Tuesday, September 16, 2014


Last Wednesday, the State Library in conjunction with Aurora Expeditions marked the Centenary of Shackleton's (ill-fated is always added here) Imperial Trans-Antarctic 'Endurance' Expedition, 1914-1917, with a terrific presentation by Alasdair McGregor, historian, author and biographer of the expedition photographer Frank Hurley, the only Australian in the expedition.

Two parties were involved. Shackleton and his men were to start the 3000 Km crossing at the Weddell Sea, a treacherous gawping yawn in the continent packed with thick and unpredictable sea ice east of the Antarctic Peninsula (we are below the tip of Sth America here - Drakes Passage you know) and then head via the South Pole to meet the second party on the opposite side at the Ross Sea (below Tasmania and New Zealand) and whose job it was to head toward the Pole from their end leaving a series of inland supply depots for the crossing party which itself would be unable to carry enough to get them across. 

There were no means of communication between the two parties.
----------
Written request:
Can you return the part of the Shackleton expedition post that begins at the words "Tuesday, September 16, 2014" and stops after "Australian in the expedition.", copied word for word? The entries are separate from the Shackleton expedition post.
----------
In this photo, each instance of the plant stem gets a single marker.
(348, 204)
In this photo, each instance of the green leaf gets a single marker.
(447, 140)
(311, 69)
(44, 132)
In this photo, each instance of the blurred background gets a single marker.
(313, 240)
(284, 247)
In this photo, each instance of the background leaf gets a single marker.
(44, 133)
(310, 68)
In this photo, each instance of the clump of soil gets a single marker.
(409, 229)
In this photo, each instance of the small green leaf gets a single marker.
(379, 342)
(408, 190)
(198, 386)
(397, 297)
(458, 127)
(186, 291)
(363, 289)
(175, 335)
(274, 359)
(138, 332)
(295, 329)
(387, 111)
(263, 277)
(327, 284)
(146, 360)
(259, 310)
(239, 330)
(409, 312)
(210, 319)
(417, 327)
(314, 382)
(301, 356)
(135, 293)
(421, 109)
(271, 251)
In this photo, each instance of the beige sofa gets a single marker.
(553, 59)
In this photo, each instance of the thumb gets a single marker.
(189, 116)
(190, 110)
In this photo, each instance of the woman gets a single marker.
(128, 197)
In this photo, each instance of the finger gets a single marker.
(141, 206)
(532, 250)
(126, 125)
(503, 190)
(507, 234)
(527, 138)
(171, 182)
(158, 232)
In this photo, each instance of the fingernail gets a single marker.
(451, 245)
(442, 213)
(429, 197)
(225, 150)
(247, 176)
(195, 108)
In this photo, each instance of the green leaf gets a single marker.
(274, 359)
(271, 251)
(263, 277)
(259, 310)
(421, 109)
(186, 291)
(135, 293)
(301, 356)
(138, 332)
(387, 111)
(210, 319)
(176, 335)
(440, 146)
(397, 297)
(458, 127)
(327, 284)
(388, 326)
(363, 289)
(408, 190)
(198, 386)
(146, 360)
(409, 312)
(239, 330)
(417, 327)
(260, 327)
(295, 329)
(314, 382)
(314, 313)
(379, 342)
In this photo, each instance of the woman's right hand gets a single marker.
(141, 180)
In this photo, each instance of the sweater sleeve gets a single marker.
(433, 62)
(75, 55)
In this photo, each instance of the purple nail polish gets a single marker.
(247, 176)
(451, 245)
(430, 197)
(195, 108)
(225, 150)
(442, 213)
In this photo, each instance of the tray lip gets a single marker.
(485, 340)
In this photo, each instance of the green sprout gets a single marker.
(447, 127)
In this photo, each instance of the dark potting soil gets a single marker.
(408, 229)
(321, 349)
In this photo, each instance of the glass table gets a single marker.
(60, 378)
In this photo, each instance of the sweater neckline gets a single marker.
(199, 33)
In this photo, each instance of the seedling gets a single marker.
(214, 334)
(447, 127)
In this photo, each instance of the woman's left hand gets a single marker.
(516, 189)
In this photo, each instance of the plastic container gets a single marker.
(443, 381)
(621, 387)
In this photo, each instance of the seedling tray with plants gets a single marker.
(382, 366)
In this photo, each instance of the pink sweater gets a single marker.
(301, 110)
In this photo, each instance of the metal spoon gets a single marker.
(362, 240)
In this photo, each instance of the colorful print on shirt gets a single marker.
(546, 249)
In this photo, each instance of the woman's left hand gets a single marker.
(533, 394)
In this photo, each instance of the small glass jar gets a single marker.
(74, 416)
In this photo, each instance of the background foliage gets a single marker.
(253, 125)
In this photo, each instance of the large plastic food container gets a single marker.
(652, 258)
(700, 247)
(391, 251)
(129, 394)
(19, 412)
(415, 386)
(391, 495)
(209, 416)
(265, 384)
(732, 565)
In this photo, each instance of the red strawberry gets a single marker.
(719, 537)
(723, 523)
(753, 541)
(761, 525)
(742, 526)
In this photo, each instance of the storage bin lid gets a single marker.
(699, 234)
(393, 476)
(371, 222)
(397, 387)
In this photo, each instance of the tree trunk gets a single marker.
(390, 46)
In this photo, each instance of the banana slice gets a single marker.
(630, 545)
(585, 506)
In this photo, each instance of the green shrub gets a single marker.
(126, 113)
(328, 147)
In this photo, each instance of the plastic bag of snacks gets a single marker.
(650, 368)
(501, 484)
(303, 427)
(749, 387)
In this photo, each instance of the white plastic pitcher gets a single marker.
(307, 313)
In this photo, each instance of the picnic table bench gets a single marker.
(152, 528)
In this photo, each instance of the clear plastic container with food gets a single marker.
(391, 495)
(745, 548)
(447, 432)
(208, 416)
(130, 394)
----------
Response:
Tuesday, September 16, 2014


Last Wednesday, the State Library in conjunction with Aurora Expeditions marked the Centenary of Shackleton's (ill-fated is always added here) Imperial Trans-Antarctic 'Endurance' Expedition, 1914-1917, with a terrific presentation by Alasdair McGregor, historian, author and biographer of the expedition photographer Frank Hurley, the only Australian in the expedition.